▶ GOAL OF THE EXERCISE:
Pull out every line of the rows below that contains the word "window", and list those lines.

— start RECORDS TO PROCESS —

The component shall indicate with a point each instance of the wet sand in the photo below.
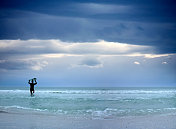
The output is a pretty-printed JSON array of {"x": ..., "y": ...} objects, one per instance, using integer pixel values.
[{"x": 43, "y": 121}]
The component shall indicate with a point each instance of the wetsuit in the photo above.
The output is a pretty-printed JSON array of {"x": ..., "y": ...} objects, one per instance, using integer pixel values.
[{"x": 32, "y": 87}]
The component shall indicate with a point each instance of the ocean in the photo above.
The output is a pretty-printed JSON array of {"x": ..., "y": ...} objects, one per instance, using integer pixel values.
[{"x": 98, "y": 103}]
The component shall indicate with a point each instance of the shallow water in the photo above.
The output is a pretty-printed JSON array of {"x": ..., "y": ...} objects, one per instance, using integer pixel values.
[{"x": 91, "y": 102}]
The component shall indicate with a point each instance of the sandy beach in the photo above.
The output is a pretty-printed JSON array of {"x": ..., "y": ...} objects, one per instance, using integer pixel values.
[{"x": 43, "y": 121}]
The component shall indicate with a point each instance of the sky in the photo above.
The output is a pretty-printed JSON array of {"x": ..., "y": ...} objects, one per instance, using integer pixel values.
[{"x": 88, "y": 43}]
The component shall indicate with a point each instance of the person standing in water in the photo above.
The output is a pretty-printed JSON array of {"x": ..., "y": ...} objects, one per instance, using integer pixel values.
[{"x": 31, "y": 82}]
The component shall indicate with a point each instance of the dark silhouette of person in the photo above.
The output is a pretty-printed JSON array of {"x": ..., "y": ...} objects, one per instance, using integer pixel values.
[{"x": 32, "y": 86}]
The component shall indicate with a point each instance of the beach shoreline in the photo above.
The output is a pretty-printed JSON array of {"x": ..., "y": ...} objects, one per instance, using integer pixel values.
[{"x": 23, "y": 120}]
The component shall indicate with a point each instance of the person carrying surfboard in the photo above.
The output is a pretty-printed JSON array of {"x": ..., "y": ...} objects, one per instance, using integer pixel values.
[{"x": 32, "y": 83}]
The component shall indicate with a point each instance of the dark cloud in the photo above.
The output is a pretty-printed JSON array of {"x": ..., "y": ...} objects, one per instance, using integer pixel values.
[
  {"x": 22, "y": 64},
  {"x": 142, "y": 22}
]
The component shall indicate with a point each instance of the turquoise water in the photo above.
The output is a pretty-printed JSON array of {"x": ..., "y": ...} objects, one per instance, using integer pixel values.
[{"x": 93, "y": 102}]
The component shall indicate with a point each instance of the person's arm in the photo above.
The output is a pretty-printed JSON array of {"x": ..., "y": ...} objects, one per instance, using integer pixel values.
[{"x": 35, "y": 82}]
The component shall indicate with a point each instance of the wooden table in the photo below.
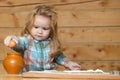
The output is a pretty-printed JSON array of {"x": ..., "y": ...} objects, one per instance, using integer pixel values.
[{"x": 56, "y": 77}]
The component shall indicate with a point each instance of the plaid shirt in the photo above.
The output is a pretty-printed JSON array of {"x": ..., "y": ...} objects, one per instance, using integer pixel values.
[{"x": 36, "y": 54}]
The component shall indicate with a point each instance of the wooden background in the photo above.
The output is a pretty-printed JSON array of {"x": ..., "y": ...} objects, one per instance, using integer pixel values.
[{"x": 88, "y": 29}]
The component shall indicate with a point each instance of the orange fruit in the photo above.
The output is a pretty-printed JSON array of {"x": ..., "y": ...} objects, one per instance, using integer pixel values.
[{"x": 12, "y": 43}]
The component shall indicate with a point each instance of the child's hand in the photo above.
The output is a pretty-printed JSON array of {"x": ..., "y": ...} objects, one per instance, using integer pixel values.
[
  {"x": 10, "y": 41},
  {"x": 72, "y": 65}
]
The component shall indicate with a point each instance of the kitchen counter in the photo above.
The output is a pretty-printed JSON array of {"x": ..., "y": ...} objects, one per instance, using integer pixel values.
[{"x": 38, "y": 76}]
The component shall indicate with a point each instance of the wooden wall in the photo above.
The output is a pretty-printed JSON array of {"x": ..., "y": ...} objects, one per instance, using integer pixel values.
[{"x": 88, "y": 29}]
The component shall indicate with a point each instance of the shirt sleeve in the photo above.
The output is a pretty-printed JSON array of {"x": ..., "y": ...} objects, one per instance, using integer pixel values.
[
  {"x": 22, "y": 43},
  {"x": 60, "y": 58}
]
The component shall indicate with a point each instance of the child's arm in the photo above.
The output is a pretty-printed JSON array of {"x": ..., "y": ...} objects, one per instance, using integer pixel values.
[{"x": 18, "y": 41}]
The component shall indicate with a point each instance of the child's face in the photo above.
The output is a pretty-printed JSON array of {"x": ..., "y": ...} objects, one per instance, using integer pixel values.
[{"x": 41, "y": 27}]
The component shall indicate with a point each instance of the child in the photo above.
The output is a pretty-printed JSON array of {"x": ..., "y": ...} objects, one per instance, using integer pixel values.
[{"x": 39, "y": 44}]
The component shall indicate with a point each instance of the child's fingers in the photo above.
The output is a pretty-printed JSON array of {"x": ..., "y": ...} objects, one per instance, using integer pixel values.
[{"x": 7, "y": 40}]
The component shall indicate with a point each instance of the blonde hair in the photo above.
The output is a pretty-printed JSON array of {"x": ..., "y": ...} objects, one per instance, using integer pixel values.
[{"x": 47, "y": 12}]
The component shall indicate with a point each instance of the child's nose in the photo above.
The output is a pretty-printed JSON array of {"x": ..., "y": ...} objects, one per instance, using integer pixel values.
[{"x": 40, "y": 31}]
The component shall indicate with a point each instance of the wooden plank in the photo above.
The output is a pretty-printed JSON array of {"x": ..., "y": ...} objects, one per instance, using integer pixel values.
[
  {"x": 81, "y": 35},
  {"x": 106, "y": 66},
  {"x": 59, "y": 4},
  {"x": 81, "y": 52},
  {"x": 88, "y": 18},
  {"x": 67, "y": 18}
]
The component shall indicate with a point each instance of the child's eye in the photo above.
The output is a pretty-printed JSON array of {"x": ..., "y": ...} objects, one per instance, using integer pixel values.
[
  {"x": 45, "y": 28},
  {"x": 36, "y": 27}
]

— end RECORDS TO PROCESS —
— start RECORDS TO PROCESS —

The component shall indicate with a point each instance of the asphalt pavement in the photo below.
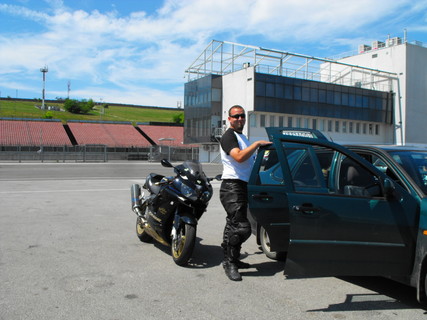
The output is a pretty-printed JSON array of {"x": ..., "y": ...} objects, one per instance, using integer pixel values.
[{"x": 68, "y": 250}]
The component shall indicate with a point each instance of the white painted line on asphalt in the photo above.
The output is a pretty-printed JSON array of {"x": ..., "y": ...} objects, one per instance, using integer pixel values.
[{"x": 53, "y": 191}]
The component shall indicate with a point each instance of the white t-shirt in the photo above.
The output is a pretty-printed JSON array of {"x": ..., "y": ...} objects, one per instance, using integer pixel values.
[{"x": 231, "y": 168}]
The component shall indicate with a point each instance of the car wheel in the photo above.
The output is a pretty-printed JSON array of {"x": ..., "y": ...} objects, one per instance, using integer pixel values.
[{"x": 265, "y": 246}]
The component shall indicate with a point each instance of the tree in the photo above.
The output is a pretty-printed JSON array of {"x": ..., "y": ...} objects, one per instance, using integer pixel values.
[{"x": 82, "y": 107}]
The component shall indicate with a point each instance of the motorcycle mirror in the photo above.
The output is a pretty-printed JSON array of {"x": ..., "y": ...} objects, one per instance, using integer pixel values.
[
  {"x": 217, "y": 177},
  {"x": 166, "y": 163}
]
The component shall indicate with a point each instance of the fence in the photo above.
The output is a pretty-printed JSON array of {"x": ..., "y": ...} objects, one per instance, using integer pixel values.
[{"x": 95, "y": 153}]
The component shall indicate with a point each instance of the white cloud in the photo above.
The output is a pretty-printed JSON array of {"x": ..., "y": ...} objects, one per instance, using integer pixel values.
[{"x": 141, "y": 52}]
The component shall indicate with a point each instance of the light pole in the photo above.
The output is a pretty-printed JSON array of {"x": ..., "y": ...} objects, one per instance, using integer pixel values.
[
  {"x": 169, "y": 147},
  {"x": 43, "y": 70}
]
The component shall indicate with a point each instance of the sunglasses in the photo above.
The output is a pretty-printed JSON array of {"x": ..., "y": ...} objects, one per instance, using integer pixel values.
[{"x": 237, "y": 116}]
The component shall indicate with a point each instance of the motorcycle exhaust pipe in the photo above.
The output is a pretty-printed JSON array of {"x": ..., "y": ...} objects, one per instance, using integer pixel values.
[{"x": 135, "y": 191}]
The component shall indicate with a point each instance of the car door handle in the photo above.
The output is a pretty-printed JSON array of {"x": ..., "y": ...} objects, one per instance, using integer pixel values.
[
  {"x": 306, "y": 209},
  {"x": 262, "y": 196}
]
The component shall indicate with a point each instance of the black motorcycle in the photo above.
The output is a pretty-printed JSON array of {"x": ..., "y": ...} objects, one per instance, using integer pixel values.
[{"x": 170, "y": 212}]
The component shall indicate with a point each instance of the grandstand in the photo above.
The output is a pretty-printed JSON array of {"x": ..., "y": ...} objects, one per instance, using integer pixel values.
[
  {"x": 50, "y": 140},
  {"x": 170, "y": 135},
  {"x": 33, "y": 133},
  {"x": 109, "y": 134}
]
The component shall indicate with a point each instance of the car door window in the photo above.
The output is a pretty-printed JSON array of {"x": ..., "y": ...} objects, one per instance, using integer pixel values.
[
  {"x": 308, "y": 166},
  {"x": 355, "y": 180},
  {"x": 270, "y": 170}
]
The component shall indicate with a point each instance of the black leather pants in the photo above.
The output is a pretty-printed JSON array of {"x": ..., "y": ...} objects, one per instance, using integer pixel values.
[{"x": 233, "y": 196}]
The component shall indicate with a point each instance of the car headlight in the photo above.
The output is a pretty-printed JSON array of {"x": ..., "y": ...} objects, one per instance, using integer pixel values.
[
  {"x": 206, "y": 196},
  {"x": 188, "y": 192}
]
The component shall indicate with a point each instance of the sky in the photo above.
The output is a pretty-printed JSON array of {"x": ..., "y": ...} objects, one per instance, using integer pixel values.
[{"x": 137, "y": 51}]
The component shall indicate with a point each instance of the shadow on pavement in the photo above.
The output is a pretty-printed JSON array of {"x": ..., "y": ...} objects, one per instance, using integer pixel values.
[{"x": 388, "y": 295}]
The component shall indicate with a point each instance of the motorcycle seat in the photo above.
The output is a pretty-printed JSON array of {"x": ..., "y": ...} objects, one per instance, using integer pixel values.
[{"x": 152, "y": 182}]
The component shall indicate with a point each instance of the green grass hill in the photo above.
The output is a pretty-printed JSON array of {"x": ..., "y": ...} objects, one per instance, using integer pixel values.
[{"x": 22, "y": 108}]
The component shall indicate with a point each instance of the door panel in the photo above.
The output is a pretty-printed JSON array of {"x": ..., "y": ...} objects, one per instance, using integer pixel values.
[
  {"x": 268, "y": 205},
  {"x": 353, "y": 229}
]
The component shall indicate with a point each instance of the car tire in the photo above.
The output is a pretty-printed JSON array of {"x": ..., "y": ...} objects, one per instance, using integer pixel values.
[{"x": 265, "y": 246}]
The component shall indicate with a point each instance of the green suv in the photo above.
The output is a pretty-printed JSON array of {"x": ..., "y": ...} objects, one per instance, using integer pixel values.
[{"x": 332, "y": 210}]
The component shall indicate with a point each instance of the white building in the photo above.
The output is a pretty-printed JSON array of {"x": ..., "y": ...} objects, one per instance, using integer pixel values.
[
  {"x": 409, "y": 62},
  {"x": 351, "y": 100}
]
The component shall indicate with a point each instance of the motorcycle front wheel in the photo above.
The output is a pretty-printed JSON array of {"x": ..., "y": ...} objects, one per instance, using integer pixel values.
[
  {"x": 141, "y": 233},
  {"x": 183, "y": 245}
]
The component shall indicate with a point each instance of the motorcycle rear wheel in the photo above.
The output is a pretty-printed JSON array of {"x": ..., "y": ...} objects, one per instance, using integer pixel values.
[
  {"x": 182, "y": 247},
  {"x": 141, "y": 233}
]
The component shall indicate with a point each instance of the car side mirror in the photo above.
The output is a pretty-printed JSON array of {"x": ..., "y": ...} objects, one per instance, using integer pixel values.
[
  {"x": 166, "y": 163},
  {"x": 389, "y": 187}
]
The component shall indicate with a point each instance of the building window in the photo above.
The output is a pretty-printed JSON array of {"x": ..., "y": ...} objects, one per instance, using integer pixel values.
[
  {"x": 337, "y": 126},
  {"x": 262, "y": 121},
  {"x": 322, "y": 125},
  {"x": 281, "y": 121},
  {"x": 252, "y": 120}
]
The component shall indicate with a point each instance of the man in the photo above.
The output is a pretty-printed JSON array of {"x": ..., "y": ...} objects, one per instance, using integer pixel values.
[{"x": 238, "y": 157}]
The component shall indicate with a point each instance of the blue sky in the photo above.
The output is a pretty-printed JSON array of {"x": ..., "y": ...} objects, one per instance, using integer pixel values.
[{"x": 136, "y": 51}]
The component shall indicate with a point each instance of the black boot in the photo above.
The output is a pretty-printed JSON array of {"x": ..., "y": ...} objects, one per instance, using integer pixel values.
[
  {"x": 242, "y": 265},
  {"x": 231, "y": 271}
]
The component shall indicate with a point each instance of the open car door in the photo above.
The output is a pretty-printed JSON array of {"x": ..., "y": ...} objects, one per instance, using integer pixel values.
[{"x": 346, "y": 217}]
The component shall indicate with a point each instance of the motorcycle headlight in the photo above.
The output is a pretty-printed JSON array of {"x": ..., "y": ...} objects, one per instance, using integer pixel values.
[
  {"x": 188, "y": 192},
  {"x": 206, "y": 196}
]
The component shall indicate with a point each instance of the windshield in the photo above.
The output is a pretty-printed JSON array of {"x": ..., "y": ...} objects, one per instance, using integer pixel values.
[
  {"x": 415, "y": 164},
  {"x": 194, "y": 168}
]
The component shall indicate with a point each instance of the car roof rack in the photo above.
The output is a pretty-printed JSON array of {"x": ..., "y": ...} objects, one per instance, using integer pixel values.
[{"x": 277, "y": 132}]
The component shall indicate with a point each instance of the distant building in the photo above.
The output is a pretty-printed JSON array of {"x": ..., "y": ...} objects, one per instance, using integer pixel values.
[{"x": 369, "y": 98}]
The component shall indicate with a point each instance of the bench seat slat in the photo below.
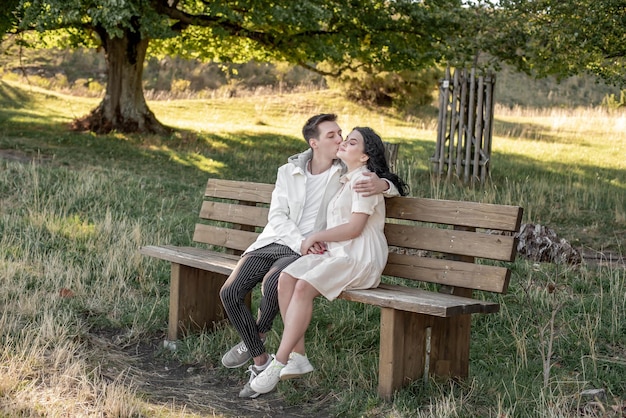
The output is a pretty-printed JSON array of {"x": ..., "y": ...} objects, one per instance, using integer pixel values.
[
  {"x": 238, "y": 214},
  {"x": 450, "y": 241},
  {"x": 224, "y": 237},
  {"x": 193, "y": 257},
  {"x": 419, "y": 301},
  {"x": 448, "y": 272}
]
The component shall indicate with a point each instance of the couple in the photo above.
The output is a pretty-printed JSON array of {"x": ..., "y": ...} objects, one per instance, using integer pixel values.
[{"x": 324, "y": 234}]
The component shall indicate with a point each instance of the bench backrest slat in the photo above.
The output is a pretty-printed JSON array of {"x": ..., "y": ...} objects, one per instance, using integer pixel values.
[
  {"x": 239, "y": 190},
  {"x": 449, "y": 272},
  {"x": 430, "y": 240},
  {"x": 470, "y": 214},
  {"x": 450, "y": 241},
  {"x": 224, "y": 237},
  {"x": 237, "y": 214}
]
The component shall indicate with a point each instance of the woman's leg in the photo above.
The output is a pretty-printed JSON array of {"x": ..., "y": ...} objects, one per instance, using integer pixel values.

— end RECORDS TO PROCESS —

▶ WRITTEN RESPONSE:
The component shall indicate with a point each instance of the car door window in the photo above.
The component shall indicate with a point each instance of the building window in the photo above.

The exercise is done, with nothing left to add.